- _SOURCE MATERIAL_
══════════

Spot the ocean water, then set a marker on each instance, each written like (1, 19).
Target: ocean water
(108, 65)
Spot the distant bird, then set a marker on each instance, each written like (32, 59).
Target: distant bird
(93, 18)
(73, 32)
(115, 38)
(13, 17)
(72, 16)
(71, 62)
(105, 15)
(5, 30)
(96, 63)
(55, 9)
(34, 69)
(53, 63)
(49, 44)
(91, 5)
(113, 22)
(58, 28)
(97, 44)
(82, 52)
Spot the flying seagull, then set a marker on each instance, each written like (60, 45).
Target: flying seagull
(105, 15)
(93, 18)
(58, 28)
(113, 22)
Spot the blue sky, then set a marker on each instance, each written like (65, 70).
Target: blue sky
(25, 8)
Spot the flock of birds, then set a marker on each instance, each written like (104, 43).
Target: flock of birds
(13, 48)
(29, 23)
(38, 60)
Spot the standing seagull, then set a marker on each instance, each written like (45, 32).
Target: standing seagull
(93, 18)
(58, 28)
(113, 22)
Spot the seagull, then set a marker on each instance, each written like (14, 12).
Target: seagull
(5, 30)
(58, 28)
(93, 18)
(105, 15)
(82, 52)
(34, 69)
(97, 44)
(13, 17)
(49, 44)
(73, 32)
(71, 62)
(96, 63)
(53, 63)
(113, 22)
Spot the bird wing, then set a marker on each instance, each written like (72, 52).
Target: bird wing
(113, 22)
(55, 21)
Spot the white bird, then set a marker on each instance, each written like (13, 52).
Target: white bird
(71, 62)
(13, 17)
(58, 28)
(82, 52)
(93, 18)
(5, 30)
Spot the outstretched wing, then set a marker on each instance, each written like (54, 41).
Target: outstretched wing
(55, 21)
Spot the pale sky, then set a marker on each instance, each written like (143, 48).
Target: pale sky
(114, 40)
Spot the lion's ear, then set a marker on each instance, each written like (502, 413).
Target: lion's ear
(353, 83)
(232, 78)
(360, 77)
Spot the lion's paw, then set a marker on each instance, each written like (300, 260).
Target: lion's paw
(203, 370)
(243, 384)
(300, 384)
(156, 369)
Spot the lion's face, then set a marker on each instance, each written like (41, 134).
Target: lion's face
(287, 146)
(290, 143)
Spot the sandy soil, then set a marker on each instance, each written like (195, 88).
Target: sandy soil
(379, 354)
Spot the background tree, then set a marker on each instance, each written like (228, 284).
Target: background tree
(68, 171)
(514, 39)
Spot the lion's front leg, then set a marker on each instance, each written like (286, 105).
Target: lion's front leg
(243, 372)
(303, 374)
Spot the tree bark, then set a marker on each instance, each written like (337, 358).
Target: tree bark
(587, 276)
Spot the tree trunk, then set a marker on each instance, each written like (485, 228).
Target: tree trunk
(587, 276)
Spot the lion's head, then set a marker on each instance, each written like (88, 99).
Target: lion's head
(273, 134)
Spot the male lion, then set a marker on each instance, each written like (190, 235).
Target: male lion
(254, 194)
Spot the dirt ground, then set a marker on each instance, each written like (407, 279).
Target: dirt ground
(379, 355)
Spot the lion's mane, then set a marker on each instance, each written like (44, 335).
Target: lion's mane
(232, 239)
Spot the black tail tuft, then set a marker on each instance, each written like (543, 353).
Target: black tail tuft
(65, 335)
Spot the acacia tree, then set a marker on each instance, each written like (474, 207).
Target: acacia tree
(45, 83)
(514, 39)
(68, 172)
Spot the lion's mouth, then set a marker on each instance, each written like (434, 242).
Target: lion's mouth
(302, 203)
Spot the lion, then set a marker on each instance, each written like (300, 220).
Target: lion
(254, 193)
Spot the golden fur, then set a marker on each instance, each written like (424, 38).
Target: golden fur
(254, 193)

══════════

- _TASK GOAL_
Your answer must be the complete listing, retyped exactly.

- _FINISHED TASK_
Spot the ocean water, then set a marker on each instance, each written like (1, 19).
Target: ocean water
(108, 65)
Spot the distant bird, then set a marker on each instance, each written like (32, 59).
Target: distant bird
(93, 18)
(73, 32)
(115, 38)
(13, 17)
(72, 16)
(71, 62)
(105, 15)
(5, 30)
(96, 63)
(55, 9)
(34, 69)
(53, 63)
(49, 44)
(91, 5)
(113, 22)
(58, 28)
(97, 44)
(82, 52)
Spot the flying seagull, then set a marker on each instance, each written like (60, 45).
Target: flying seagull
(105, 15)
(93, 18)
(58, 28)
(113, 22)
Spot the blue sky, then set a marker on each instance, each written like (65, 70).
Target: blue sky
(25, 8)
Spot the flock of birds, then set a marker on each instance, each written like (104, 43).
Target: flock of birds
(13, 48)
(29, 23)
(38, 60)
Spot the standing seagull, then set a marker on each instance, each written like (45, 32).
Target: standing seagull
(93, 18)
(58, 28)
(113, 22)
Spot the seagull, then set a marker on each instance, each written like (14, 12).
Target: seagull
(5, 30)
(58, 28)
(93, 18)
(105, 15)
(82, 52)
(34, 69)
(97, 44)
(13, 17)
(49, 44)
(73, 32)
(71, 62)
(96, 63)
(53, 63)
(113, 22)
Spot the bird wing, then set a marker on each instance, each written like (72, 52).
Target: bird wing
(113, 22)
(55, 21)
Spot the white bird, then set a marker on each instance, each written like (13, 52).
Target: white bird
(71, 62)
(13, 17)
(58, 28)
(82, 52)
(93, 18)
(5, 30)
Spot the outstretched wing, then set a marker on each instance, each written like (54, 41).
Target: outstretched wing
(55, 21)
Spot the pale sky, then set a marker on each instance, each written like (143, 48).
Target: pale sky
(114, 40)
Spot the lion's ear, then set a marker on each instance, each written like (502, 413).
Target: lion's ear
(353, 83)
(232, 78)
(360, 77)
Spot the lion's paw, then set a marker on each instance, each written like (300, 260).
Target: lion's paw
(203, 370)
(243, 384)
(300, 384)
(156, 369)
Spot the lion's face, then set a marker on each instance, each written like (41, 134).
Target: lion's face
(287, 146)
(290, 143)
Spot the sandy soil, then set a marker on each instance, each written like (195, 88).
Target: sandy soil
(379, 354)
Spot the background tree, then set a marker on each instance, each written like (228, 284).
Target: background tree
(68, 171)
(514, 39)
Spot the lion's front leg, then set a marker on each instance, each written like (286, 105).
Target: lion's front leg
(243, 372)
(303, 374)
Spot the tree bark, then set a marker on each instance, each written like (337, 358).
Target: tree bark
(587, 276)
Spot the tree trunk, then set a marker on each instance, each written like (485, 228).
Target: tree trunk
(587, 276)
Spot the lion's head, then set a marker on each instance, each written like (88, 99).
Target: lion's head
(273, 134)
Spot the male lion, then set a marker on each instance, each written like (190, 235).
Target: male lion
(254, 194)
Spot the dirt ground, then set a marker on each instance, each written like (407, 279).
Target: dirt ground
(379, 355)
Spot the lion's mane, then set a marker on each instance, each written like (44, 335).
Target: lion's mane
(232, 239)
Spot the black tail tuft, then set a marker on each instance, each written like (543, 353).
Target: black tail tuft
(65, 335)
Spot the acacia tree, then set a marker on each instance, each written like (474, 207).
Target: acacia tree
(45, 83)
(514, 39)
(68, 172)
Spot the lion's mouth, then set a marker on each instance, each written like (434, 242).
Target: lion's mouth
(302, 203)
Spot the lion, then set a marker on each instance, each written like (300, 220).
Target: lion
(254, 193)
Spot the golden fur, then set a marker on each instance, each written like (424, 38).
Target: golden fur
(254, 193)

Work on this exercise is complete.